§ **Problem description**
Continue the passage about data fraud in drug development, starting after its last sentence.

§ **Excerpt**
What patron? If you're an aspiring pharma company developing a new drug to treat some disease, chances are you're being funded through wealthy private investors. Should the company be so fortunate as to have great early clinical results, it will be purchased by a massive Pfizer or Merck. Are you saying that outright fraud, e.g. doctoring data to show a positive result when none such occurred, is a common event? Pretty sure it isn't, and it's not exactly hard to verify most scientific results if the methodology is clear. At the level of the board of directors, it just isn't worth the risk; even if it means declaring bankruptcy on their company, most/all of those guys have connections outside of their business and can find work elsewhere.
If you mean patrons as in the lab tech that fucks up an experiment, and fakes some data to avoid being chewed out/fired, that stuff will almost certainly get caught. The chain of command is too long and there are too many experiments built on each other for someone to not figure it out eventually, assuming the result was significant to the overall project.

§ **Data section**
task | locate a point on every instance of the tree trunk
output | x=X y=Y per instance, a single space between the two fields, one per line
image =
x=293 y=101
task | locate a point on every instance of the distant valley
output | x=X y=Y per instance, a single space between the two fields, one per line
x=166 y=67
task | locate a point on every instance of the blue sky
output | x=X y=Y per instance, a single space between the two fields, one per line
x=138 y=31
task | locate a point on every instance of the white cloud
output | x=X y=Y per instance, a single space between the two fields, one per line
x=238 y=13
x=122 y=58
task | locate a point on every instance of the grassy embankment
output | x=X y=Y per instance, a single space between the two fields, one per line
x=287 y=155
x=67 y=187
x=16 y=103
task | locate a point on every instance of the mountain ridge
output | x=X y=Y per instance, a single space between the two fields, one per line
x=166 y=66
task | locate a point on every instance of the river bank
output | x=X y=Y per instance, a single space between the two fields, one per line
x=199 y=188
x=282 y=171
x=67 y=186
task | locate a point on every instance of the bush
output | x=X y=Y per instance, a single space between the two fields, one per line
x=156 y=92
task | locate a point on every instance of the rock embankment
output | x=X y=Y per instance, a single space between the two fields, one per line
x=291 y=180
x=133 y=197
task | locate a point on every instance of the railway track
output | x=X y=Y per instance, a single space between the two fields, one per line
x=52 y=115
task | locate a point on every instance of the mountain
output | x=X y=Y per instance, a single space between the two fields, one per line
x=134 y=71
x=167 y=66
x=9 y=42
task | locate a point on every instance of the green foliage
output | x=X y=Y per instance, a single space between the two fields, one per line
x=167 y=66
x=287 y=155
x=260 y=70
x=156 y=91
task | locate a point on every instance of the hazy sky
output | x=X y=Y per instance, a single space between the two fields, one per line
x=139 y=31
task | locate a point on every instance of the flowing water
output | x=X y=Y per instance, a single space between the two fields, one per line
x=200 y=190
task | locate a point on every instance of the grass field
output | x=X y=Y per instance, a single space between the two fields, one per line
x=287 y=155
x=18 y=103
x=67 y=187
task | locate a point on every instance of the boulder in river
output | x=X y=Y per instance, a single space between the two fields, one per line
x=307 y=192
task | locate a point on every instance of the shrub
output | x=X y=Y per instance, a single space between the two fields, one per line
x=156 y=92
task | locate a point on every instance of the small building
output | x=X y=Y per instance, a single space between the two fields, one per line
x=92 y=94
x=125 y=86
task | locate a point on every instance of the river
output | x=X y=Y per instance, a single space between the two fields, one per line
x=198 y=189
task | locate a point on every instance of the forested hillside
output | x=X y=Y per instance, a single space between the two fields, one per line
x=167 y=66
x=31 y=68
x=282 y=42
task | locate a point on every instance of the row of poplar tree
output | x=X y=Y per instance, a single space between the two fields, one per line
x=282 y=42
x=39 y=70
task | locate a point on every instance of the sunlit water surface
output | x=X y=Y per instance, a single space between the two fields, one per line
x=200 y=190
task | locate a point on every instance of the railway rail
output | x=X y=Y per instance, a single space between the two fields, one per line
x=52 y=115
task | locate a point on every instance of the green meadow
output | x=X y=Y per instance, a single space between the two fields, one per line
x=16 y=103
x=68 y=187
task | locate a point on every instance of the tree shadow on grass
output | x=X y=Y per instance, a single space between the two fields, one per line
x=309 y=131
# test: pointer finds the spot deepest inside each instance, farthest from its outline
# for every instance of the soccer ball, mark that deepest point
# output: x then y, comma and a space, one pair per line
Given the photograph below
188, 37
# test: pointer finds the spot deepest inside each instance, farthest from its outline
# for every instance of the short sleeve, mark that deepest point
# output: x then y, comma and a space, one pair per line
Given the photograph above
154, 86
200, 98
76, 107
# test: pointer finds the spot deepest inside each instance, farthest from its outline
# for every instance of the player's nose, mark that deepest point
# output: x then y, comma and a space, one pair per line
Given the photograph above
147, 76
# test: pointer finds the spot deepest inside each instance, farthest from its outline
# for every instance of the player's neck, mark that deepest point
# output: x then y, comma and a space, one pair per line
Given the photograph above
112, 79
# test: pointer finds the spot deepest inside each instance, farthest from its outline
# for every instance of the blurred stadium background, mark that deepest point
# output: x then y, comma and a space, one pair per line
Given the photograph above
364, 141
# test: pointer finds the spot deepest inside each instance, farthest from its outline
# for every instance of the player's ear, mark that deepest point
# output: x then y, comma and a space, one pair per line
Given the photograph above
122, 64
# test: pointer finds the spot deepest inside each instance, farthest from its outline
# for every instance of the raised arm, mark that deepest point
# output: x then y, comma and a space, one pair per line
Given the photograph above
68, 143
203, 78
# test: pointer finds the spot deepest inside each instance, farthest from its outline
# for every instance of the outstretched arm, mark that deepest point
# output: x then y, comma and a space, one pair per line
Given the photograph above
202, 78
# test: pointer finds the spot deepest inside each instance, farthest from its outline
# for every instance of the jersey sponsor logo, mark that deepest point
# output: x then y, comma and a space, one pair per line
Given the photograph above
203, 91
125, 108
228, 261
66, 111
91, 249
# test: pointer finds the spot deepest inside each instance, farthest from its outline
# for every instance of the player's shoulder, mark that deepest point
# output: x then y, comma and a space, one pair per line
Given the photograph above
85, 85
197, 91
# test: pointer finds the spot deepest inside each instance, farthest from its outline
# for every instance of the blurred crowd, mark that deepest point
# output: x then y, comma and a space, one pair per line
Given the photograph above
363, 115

§ **Exercise answer**
If you mean the end consumer, then that's complicated by the fact that we don't really have a free market. Regulations in advertising products can be strict. The factor of cost is usually buried under a complex web of interplay between drug companies, insurance, and government subsidies, meaning consumers don't particularly need to weigh costs and benefits. Consumers are not allowed to consent to purchase new medication on their own; they need the prescription to do so.
And I think moving outside of biotech/drugs (I picked it because it's what I'll probably end up doing once I finish my PhD) it only becomes more clear. No one really cares about the "values" behind designing a better solar panel or space rocket or similar as long as the end product is worth buying. Private-sector research has a strong bias towards application over the theoretical.